**Stated goal:**
Copy out the lines below exactly as they appear, leaving out the pictures.

**Provided information:**
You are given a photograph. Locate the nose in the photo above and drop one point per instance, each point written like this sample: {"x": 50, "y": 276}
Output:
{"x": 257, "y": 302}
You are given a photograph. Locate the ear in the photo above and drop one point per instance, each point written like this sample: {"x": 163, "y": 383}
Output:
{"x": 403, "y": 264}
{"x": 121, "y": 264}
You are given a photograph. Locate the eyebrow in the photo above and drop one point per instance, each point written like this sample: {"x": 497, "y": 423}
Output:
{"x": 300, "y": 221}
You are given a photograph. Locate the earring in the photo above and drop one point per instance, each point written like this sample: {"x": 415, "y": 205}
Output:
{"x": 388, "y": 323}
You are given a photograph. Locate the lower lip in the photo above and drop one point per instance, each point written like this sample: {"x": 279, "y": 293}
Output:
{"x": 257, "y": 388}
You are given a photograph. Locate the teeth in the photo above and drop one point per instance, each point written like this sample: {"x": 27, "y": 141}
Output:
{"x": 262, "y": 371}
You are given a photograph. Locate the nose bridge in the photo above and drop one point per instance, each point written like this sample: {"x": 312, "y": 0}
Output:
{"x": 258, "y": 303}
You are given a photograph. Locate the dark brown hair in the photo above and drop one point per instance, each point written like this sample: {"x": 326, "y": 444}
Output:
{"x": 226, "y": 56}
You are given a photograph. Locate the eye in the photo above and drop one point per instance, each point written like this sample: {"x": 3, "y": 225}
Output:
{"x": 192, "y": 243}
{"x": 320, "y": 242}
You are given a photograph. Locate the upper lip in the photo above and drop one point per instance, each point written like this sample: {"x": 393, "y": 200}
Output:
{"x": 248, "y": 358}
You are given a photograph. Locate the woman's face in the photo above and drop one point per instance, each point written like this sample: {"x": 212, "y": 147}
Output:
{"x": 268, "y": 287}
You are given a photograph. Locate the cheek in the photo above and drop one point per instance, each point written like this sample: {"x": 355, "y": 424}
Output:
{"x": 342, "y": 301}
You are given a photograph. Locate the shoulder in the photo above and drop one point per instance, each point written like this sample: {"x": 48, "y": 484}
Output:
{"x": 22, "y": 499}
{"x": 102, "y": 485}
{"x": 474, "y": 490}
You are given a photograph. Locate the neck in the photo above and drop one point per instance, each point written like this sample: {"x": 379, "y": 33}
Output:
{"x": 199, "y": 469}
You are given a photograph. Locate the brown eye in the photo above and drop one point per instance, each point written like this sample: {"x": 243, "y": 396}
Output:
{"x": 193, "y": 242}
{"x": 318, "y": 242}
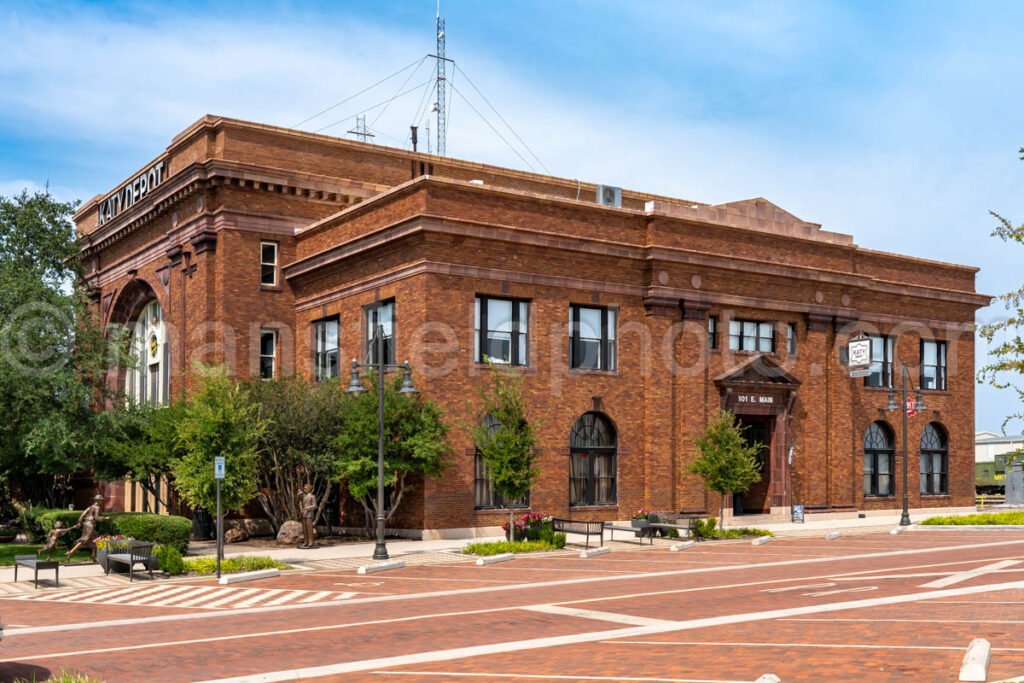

**Exercise result:**
You are given a photograph. Locate the nose in the photo above and drop one point per instance, each point written like this sample: {"x": 50, "y": 276}
Output:
{"x": 257, "y": 302}
You are given a photograph. Locate the ear in the photo above and drop one point per instance, each point written like this sample: {"x": 163, "y": 383}
Output:
{"x": 403, "y": 264}
{"x": 121, "y": 264}
You are given a photograph. Locate the eyebrow in the photo above and drop one point per instance, each point written like this sample: {"x": 497, "y": 423}
Output:
{"x": 300, "y": 221}
You are given a photograph. Locate the earring in the photo above and drop one point per instance, each point written like this sample: {"x": 415, "y": 205}
Output:
{"x": 388, "y": 323}
You are given a photograph. Locate the lower lip in the photo above and drop one point per instance, each point written like this sample: {"x": 279, "y": 293}
Output:
{"x": 257, "y": 388}
You are given a photograph. Locate the teeth in the photo above and drop one point per instance, each point written like this sample: {"x": 27, "y": 141}
Output:
{"x": 262, "y": 371}
You are given a photograph. Locate the nose bridge in the photo above and drop one point per instance, each point written like this sample: {"x": 312, "y": 0}
Output:
{"x": 258, "y": 303}
You are given a photograph. Locate the dark brown hair in the photo above and drop one point per instance, each point written like this sample: {"x": 326, "y": 444}
Output:
{"x": 226, "y": 56}
You are given a photograph. Locate the eye in the photo above and drop one point per instance, each point written like this sample: {"x": 3, "y": 225}
Output:
{"x": 192, "y": 243}
{"x": 320, "y": 242}
You are given a photograph. Locate the upper lip in the photo above and drop one point per instance, each point written like this sample: {"x": 393, "y": 200}
Output:
{"x": 248, "y": 358}
You are given a photograph. Locate the woman's face in the photo above and drop one point per instance, each point written like this sample: {"x": 212, "y": 147}
Output:
{"x": 268, "y": 287}
You are given a photograph. Locate the cheek in the photo above and drop one point per instance, each point written like this sample: {"x": 355, "y": 424}
Output:
{"x": 342, "y": 301}
You are given a photograph. Locate the shoulder in the photo above and drop one point per instance, each point written like this sample: {"x": 48, "y": 484}
Output:
{"x": 22, "y": 499}
{"x": 102, "y": 485}
{"x": 474, "y": 490}
You are given a photograph. Locate the neck in the photo above and drop one point per instance, each point written like this sample: {"x": 379, "y": 33}
Output:
{"x": 199, "y": 469}
You are given a photograph. Locate the brown eye in the photo above and drop one point per instance, each point written like this sample: {"x": 243, "y": 396}
Output:
{"x": 193, "y": 242}
{"x": 318, "y": 242}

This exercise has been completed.